What you are asked to do: Your task is to write out exactly the lines from the line containing "around the ocean" through the end of the records, inclusive at both ends.

Data shown:
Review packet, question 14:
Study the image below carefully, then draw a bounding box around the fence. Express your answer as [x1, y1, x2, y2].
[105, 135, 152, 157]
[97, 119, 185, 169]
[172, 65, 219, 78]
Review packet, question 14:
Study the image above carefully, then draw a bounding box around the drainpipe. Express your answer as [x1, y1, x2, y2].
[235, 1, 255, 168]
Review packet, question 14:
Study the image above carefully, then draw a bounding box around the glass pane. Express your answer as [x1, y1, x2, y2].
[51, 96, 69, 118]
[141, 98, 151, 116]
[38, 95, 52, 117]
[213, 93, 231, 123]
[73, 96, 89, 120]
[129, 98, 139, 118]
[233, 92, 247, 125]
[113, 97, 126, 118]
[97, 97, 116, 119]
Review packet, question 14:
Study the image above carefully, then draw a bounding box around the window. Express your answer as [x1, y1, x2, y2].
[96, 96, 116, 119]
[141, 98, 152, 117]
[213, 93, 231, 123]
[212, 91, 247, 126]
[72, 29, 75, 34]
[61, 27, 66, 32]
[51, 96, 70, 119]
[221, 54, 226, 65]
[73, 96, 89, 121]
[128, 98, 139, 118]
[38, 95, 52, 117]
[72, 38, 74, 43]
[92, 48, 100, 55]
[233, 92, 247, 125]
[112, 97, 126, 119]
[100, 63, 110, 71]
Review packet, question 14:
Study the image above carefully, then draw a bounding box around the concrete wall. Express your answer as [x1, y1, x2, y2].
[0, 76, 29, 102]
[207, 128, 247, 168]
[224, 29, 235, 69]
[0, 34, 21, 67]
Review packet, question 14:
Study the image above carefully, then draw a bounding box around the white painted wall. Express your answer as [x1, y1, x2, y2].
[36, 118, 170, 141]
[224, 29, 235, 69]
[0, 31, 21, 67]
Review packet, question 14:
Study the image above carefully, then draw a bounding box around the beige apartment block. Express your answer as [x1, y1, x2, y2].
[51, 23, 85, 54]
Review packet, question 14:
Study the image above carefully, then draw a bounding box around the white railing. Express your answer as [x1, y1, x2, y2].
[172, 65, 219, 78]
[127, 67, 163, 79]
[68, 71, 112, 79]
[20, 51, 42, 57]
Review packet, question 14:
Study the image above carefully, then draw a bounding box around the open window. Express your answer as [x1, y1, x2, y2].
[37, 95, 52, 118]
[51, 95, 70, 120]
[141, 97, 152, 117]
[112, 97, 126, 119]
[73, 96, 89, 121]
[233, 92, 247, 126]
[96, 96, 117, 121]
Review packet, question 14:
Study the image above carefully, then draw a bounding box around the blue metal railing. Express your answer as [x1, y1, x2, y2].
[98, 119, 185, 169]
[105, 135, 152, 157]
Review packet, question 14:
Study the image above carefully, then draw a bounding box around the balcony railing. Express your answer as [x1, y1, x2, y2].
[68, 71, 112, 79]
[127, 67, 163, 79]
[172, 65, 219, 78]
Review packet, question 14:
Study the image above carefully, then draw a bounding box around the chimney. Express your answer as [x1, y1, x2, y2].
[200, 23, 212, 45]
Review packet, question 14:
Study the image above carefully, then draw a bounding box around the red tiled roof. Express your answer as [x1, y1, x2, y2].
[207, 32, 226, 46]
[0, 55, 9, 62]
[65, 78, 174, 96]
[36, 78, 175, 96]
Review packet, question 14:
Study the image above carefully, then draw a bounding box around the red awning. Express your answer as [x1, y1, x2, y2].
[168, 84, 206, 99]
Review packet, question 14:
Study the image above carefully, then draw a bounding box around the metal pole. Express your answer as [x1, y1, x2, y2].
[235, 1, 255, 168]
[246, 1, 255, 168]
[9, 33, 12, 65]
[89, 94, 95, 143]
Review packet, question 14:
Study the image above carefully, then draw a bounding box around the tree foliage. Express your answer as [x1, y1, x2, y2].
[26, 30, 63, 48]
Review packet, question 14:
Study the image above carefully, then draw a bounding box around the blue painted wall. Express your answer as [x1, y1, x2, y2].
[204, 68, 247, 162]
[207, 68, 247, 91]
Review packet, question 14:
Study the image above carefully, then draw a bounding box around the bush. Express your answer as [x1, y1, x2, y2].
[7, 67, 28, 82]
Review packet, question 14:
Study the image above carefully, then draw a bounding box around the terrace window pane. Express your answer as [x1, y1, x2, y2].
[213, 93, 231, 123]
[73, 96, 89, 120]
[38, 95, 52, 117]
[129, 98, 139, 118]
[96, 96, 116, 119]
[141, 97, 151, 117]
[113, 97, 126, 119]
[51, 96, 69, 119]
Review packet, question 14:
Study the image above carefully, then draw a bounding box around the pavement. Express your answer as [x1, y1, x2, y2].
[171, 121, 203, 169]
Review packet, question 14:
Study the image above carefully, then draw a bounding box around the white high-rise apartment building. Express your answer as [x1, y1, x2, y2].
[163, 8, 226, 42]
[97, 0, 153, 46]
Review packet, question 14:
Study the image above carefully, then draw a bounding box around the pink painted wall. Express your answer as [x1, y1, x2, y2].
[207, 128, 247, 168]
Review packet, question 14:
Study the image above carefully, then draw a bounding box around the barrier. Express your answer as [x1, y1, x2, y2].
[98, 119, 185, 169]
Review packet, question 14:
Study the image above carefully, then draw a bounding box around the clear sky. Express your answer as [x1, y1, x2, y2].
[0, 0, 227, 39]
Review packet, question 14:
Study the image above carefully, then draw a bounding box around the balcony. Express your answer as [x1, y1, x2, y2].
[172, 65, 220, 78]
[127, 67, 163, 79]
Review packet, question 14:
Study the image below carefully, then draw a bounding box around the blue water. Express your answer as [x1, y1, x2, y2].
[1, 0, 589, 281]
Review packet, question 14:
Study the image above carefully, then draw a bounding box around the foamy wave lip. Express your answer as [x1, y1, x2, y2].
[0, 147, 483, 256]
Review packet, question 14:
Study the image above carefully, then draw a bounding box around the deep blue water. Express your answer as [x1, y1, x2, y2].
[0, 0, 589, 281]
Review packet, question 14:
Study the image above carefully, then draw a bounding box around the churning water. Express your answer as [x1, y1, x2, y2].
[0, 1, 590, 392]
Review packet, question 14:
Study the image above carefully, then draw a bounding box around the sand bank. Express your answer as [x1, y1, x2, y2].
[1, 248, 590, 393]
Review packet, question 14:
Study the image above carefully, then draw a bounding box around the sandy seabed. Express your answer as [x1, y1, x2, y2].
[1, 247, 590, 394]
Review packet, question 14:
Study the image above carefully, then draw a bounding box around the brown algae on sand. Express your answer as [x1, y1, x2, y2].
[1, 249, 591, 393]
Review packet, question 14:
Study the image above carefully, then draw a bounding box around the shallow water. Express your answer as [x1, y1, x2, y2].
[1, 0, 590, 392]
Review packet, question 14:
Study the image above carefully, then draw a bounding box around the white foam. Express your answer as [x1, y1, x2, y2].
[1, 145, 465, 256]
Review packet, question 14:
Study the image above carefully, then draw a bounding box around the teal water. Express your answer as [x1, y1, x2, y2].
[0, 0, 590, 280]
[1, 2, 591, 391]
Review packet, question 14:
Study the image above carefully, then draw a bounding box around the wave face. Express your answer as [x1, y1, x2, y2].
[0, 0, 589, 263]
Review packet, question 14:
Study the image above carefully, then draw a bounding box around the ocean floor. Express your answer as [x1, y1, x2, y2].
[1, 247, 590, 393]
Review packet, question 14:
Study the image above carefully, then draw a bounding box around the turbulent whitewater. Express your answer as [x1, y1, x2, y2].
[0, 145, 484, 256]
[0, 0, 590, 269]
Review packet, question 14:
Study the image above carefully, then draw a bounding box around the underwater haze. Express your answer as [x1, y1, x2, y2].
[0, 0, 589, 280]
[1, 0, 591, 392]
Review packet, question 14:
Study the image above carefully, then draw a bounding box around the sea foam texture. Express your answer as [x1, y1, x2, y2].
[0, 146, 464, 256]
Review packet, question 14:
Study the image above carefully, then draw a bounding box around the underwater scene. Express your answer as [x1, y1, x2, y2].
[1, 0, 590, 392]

Solution to this exercise:
Study the image above carefully, then draw a bounding box around the ocean floor. Express your answer as [x1, y1, x2, y2].
[1, 247, 590, 393]
Review packet, question 14:
Study the image above carefully, then draw a bounding box around the turbulent whitewater. Express your answer as [x1, y1, x2, y2].
[0, 145, 484, 256]
[0, 0, 590, 269]
Review packet, question 14:
Study the image above carefully, then draw a bounding box around the underwater haze. Express your answer as [x1, y1, x2, y2].
[0, 0, 589, 280]
[1, 0, 591, 392]
Review packet, question 14:
Study the image above carefully, then draw a bounding box around the sea foam texture. Express your answer as [x1, y1, x2, y2].
[0, 146, 464, 256]
Review packet, question 14:
Study the image above carefully, then draw a bounding box around the underwater scene. Express your answer as [x1, y1, x2, y2].
[1, 0, 590, 392]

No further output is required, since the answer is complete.